### Set problem
Take the line that contains "wristwatch in the photo above." as the first and the last line of the material as the final one; set down exactly the lines in that span.

------------------------------------------------------------------------

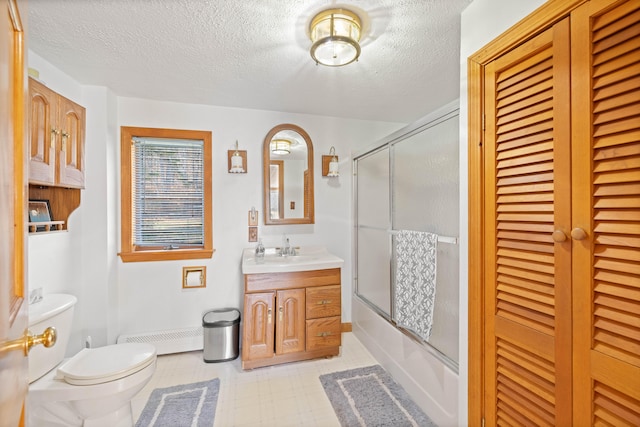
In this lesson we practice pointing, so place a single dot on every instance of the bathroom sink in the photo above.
(306, 258)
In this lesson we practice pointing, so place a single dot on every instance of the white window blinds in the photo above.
(168, 192)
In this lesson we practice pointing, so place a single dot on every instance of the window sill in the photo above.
(171, 255)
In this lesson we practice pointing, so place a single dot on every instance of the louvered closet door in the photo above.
(527, 199)
(606, 205)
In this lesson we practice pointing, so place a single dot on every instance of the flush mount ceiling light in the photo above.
(280, 146)
(335, 34)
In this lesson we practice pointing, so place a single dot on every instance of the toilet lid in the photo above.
(112, 362)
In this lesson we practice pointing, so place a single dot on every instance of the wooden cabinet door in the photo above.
(290, 329)
(71, 119)
(42, 134)
(527, 280)
(257, 339)
(605, 38)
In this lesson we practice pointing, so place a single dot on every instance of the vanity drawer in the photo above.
(323, 301)
(323, 333)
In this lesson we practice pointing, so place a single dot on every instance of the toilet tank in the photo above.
(53, 310)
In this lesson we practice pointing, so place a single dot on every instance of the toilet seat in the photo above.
(93, 366)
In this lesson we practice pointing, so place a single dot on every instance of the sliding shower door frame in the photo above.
(445, 113)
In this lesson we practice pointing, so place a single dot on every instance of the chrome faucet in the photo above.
(286, 249)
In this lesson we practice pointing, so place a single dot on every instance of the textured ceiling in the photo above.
(255, 53)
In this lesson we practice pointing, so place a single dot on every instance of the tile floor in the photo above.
(282, 395)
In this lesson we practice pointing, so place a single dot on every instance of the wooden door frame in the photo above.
(540, 19)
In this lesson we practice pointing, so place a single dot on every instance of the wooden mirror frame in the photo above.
(308, 209)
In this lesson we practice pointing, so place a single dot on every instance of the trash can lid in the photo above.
(221, 317)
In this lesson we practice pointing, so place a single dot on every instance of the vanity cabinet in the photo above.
(290, 317)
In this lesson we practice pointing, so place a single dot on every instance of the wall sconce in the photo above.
(335, 34)
(237, 160)
(280, 146)
(330, 164)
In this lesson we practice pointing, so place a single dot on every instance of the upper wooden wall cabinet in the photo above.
(56, 139)
(56, 150)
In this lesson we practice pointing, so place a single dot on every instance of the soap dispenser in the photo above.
(259, 251)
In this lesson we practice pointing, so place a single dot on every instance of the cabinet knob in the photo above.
(578, 234)
(558, 236)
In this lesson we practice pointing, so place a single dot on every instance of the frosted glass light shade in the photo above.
(335, 34)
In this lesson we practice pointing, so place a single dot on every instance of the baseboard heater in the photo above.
(171, 341)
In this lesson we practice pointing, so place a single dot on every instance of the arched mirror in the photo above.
(287, 158)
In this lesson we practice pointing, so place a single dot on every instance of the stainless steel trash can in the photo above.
(220, 333)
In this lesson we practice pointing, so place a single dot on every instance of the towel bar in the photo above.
(441, 239)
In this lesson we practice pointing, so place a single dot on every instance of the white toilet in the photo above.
(94, 387)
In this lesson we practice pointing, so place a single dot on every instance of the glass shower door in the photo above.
(373, 222)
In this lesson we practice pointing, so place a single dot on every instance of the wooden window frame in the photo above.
(128, 252)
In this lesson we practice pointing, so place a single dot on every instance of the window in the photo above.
(165, 194)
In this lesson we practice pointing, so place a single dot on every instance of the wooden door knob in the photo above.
(558, 236)
(578, 234)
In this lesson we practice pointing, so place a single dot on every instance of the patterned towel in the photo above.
(415, 289)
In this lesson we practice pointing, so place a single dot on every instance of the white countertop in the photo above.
(307, 258)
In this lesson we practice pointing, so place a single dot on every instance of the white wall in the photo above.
(116, 297)
(482, 21)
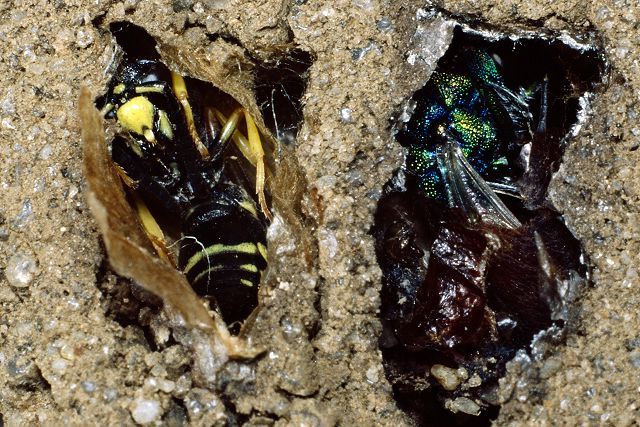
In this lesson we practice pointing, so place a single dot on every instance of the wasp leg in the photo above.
(180, 89)
(466, 189)
(250, 147)
(153, 230)
(129, 169)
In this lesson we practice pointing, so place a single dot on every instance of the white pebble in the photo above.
(20, 270)
(145, 411)
(59, 366)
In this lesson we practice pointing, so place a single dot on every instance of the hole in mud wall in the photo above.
(185, 151)
(280, 85)
(473, 254)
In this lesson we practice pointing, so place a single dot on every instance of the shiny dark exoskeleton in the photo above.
(475, 259)
(172, 160)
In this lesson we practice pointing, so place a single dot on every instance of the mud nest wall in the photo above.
(65, 359)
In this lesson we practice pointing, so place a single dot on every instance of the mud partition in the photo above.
(80, 345)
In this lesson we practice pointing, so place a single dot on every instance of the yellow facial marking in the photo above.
(219, 248)
(149, 89)
(249, 267)
(136, 115)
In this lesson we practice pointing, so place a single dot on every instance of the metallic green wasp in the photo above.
(464, 137)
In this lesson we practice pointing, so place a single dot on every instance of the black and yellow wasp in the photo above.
(175, 156)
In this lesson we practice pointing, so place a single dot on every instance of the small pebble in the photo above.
(59, 366)
(346, 114)
(67, 352)
(372, 375)
(464, 405)
(145, 411)
(20, 270)
(448, 378)
(24, 216)
(88, 386)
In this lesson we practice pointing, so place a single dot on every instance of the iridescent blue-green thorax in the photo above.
(467, 106)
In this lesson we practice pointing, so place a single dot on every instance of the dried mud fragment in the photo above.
(131, 253)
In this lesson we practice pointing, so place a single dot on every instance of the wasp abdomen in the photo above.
(224, 252)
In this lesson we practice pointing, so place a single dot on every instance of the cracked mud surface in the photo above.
(63, 359)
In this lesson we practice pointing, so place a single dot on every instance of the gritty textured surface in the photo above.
(63, 359)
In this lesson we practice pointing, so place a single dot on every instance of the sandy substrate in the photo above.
(65, 360)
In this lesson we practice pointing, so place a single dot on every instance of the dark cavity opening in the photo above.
(462, 292)
(280, 85)
(200, 192)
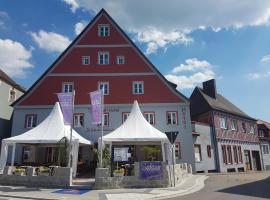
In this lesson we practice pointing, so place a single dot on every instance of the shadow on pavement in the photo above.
(22, 189)
(254, 189)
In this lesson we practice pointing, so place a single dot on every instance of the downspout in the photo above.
(215, 143)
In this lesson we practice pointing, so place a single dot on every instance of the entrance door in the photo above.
(256, 161)
(247, 160)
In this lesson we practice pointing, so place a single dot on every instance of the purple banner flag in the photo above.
(96, 101)
(66, 103)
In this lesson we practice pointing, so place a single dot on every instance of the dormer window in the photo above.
(120, 60)
(103, 30)
(86, 60)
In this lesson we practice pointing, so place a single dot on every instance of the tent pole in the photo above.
(13, 154)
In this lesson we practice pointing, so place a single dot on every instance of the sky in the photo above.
(189, 41)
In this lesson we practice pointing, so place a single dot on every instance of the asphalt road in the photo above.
(246, 186)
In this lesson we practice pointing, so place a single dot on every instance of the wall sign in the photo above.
(151, 170)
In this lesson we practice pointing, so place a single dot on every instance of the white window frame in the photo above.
(125, 115)
(104, 61)
(118, 60)
(12, 98)
(223, 122)
(84, 58)
(78, 120)
(148, 118)
(234, 126)
(136, 90)
(107, 92)
(68, 84)
(106, 115)
(31, 118)
(102, 33)
(173, 115)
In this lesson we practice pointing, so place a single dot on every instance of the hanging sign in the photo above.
(66, 103)
(96, 101)
(151, 170)
(121, 154)
(172, 136)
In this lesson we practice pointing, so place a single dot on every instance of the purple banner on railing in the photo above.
(96, 101)
(151, 170)
(66, 103)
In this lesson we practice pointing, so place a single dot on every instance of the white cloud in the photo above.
(14, 58)
(73, 5)
(265, 59)
(197, 71)
(79, 27)
(156, 39)
(50, 41)
(165, 17)
(258, 76)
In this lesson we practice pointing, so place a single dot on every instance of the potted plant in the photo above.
(118, 172)
(19, 171)
(44, 171)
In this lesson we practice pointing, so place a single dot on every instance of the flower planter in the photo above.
(118, 174)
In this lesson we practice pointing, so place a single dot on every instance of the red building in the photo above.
(103, 57)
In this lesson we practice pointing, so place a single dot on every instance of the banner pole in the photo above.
(101, 149)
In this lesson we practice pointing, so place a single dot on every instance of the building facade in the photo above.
(103, 57)
(234, 132)
(264, 137)
(204, 148)
(10, 91)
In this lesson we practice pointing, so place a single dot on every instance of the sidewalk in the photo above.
(191, 184)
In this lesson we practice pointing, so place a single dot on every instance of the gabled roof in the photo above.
(261, 122)
(4, 77)
(136, 128)
(170, 85)
(223, 104)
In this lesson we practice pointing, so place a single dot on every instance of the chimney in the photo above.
(209, 87)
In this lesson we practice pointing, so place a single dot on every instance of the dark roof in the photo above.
(223, 104)
(4, 77)
(172, 85)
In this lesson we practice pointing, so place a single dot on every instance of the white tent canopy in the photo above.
(50, 131)
(136, 128)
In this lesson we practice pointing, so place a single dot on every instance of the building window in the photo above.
(103, 58)
(67, 87)
(138, 87)
(251, 130)
(234, 125)
(104, 87)
(229, 152)
(86, 60)
(235, 154)
(178, 150)
(150, 117)
(223, 123)
(261, 133)
(197, 152)
(12, 95)
(224, 154)
(30, 120)
(106, 119)
(172, 117)
(78, 120)
(244, 127)
(240, 158)
(120, 60)
(209, 151)
(265, 149)
(125, 116)
(103, 30)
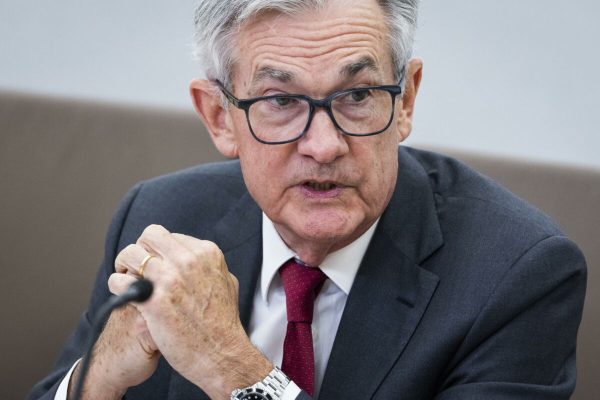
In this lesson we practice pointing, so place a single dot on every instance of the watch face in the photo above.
(254, 396)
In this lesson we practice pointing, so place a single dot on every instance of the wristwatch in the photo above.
(270, 388)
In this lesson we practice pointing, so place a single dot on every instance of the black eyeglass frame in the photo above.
(245, 104)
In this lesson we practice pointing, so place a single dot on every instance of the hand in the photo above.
(125, 354)
(193, 314)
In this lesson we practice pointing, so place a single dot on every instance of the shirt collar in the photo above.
(340, 266)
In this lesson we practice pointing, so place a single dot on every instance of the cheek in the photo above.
(263, 169)
(383, 171)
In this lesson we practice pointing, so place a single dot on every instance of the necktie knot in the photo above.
(301, 284)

------------------------------------------------------------------------

### Output
In this lesson we practice pointing, so place a single dot on every instance of the wristwatch in the photo above.
(270, 388)
In this lesson we practice pointing, so place a single dot on every instance of the black eyeglass frame in the photo above.
(245, 104)
In this lesson we practice pointing, so place a single dot on every instance of the hand in the photo above.
(125, 354)
(193, 314)
In this lesson we practice pointing, so place a single dot on every instance of the shirt collar in the photo above.
(340, 266)
In this lesson we practice pointing, so place a single dot on every instance of the cheek in the photo above.
(263, 169)
(383, 171)
In this lesson we practice pointing, so place a single dot on every instance of the necktie knot in the photo above.
(301, 284)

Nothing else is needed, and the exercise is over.